** START **

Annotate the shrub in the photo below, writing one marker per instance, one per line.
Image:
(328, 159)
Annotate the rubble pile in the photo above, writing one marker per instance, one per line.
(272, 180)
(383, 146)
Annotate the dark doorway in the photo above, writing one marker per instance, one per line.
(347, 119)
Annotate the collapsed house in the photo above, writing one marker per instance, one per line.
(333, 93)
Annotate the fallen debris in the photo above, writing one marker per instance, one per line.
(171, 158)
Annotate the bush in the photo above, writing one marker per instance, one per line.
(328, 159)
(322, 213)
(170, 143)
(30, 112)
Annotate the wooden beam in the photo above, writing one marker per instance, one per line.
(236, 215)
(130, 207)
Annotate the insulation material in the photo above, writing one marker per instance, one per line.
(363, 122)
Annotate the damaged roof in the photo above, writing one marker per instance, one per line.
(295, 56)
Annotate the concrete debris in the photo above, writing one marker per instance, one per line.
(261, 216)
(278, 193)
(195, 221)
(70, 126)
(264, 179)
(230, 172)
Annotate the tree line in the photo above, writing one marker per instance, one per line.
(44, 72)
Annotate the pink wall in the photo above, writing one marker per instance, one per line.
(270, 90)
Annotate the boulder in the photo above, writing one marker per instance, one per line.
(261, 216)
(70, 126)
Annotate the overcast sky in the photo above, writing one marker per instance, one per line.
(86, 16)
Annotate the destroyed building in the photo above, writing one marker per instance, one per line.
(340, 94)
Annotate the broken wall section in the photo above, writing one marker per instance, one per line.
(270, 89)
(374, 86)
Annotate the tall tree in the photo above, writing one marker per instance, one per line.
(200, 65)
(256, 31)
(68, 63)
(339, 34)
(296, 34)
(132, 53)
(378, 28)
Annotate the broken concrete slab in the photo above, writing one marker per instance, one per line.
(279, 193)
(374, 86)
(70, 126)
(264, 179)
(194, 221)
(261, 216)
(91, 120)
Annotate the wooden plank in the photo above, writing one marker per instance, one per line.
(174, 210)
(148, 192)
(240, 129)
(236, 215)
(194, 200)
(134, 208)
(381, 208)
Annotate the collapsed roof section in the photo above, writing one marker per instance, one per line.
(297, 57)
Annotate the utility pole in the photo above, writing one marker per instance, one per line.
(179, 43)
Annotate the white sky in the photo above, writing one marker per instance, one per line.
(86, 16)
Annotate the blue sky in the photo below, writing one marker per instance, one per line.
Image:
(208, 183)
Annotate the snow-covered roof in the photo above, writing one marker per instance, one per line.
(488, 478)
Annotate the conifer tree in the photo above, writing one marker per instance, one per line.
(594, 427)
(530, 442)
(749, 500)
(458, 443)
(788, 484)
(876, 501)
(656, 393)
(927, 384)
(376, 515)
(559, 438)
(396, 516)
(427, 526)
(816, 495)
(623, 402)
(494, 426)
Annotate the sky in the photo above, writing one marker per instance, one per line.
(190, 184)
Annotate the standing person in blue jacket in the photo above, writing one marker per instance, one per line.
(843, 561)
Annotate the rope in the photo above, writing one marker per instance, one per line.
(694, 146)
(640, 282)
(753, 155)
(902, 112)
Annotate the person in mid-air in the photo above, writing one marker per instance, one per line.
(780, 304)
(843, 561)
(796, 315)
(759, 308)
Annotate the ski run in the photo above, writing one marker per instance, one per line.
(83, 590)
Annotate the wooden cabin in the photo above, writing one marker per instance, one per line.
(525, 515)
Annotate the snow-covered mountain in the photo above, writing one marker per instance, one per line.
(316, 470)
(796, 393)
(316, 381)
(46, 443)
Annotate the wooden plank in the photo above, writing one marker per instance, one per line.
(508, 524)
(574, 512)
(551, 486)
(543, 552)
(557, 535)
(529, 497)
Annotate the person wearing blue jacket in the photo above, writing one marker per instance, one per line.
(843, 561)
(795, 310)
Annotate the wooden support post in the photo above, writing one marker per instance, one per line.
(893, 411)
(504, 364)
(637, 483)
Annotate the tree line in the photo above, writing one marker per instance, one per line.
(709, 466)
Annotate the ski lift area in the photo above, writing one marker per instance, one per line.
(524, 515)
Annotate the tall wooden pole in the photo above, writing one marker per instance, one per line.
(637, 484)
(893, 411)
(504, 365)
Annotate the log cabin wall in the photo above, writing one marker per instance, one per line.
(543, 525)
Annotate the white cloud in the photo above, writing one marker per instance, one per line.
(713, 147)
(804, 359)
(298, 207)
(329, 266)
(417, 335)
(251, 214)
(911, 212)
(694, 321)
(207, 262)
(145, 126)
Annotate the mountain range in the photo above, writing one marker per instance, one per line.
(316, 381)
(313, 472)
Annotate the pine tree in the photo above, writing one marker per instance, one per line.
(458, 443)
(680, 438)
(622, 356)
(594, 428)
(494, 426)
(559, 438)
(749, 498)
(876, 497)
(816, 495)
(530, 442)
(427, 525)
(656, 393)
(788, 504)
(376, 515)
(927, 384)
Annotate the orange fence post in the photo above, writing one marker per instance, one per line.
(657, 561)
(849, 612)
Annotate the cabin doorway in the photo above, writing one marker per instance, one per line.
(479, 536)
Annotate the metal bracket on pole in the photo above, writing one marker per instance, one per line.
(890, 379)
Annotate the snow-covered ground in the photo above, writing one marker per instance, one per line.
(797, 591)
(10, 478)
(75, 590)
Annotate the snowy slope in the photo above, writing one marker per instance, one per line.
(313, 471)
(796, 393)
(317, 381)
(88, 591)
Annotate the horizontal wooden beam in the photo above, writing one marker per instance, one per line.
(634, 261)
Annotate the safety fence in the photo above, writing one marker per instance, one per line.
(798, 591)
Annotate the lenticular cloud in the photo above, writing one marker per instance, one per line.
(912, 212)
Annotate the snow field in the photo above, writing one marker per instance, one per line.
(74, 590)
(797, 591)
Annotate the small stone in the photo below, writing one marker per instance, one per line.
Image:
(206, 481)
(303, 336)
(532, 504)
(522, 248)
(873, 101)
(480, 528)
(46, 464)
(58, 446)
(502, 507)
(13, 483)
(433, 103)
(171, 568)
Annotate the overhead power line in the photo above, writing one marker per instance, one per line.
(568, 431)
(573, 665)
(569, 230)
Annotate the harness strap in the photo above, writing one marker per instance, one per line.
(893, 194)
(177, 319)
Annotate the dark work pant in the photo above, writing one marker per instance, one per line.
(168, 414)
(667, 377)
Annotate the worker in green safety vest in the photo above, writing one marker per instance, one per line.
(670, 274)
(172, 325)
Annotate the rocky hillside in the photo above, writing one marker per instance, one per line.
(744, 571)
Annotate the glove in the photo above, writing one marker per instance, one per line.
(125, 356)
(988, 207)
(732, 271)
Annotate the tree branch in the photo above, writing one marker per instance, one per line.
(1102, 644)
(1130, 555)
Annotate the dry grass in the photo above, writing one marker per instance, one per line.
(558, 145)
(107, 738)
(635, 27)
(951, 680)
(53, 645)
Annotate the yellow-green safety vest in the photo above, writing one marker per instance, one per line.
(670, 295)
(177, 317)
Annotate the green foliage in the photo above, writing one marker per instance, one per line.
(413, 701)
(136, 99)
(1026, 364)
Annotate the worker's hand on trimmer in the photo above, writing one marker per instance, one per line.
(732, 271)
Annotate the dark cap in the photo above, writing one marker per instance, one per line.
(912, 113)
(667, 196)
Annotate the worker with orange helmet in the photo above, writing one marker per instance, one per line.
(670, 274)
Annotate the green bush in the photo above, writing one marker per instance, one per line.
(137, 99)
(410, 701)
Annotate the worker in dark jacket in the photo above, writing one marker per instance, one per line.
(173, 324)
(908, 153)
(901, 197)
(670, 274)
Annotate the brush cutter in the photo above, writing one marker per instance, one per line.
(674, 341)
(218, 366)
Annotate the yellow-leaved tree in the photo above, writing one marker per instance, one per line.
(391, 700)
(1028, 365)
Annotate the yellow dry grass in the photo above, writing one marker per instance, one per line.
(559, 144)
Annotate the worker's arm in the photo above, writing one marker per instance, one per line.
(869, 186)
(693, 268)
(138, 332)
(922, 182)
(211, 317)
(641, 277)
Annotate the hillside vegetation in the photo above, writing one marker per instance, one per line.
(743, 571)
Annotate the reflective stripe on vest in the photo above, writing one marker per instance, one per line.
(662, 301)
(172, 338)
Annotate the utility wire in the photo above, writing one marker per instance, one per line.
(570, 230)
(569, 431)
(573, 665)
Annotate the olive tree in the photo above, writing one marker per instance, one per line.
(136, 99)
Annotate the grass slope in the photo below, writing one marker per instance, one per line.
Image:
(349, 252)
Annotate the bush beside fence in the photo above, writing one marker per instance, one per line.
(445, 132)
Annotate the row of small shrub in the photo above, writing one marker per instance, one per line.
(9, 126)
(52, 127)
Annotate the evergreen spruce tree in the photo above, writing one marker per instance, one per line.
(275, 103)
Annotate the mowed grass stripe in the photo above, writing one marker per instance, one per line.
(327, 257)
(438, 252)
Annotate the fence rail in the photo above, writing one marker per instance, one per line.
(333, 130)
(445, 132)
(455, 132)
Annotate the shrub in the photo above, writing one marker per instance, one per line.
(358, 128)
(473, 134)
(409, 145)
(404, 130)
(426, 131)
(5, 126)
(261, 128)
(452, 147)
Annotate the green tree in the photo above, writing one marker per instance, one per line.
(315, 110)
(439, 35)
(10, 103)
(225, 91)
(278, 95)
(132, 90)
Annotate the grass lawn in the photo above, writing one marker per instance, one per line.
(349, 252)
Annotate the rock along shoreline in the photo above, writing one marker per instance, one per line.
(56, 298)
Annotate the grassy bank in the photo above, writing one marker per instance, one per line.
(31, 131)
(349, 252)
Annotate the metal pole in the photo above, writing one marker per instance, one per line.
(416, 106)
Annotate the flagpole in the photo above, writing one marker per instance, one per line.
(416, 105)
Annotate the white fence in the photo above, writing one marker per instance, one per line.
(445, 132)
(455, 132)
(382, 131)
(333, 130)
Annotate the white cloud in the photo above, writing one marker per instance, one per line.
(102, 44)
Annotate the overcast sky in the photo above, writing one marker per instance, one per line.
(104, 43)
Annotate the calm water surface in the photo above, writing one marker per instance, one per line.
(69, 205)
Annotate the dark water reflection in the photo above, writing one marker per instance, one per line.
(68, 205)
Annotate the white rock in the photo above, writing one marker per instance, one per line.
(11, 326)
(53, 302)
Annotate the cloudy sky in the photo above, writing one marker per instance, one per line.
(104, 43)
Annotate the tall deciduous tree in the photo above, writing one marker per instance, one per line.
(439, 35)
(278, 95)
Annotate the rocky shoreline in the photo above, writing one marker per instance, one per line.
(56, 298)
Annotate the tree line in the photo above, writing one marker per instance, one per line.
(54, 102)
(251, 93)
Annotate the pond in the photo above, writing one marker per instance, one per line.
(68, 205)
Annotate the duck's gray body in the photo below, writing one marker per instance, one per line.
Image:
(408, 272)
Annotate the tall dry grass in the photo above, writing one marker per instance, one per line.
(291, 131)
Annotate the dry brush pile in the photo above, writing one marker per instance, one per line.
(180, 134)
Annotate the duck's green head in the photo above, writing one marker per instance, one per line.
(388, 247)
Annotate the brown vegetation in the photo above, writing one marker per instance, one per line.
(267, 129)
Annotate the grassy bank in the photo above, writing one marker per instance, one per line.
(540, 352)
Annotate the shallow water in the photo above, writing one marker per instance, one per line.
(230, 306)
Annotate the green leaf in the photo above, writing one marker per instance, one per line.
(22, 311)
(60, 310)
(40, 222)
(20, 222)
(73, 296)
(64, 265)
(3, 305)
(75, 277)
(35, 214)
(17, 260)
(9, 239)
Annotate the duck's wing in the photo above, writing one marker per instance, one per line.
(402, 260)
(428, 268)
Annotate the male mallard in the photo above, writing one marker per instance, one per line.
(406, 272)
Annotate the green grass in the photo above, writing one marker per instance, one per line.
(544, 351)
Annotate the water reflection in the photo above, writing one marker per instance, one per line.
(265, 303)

** END **

# Task details
Repeat only the stretch of lines starting at the one containing "Annotate the calm" and running to the final line of the entries above.

# Expected answer
Annotate the calm water surface in the photo above, writing one marker per instance, one per line.
(69, 205)
Annotate the dark water reflection in the photo above, writing one marker per instance, one per line.
(68, 205)
Annotate the white rock in the photo above, writing one marker per instance, one per line.
(11, 326)
(53, 302)
Annotate the cloudy sky in the photo above, writing one marker per instance, one per line.
(104, 43)
Annotate the tall deciduous tree in the photo above, writing one marker per instance, one per line.
(439, 35)
(278, 95)
Annotate the rocky shoreline in the photo above, writing one marker per instance, one per line.
(56, 298)
Annotate the tree line in the photo above, writing one marker per instance, one per line.
(54, 102)
(251, 93)
Annotate the pond in the photo above, writing one marker per instance, one per line.
(68, 205)
Annotate the duck's gray body in the photo below, writing one marker per instance, one per line.
Image:
(408, 272)
Annotate the tall dry grass in the photo above, writing one marker per instance, one per line.
(291, 131)
Annotate the dry brush pile in the photo above, writing one marker per instance, one per line.
(180, 134)
Annotate the duck's green head in the photo above, writing one marker per instance, one per line.
(388, 247)
Annotate the brown vegetation in the photo above, writing one marker per instance, one per line.
(267, 129)
Annotate the grassy bank in the photo above, writing one marker per instance, one per line.
(540, 352)
Annotate the shallow water in the photo above, writing one marker per instance, one per line.
(230, 306)
Annotate the green leaf in the photo above, writing one marker per instance, one per line.
(22, 311)
(60, 310)
(40, 222)
(20, 222)
(73, 296)
(64, 265)
(3, 305)
(75, 277)
(35, 214)
(17, 260)
(9, 239)
Annotate the duck's wing in the photo above, writing one marker per instance, one per line.
(402, 260)
(428, 268)
Annotate the male mallard in the photo above, writing one marker per instance, one per line.
(406, 272)
Annotate the green grass in the photo above, writing one marker per instance, one per line.
(544, 351)
Annotate the water reflection in the photo above, writing one marker per instance, one per line.
(265, 303)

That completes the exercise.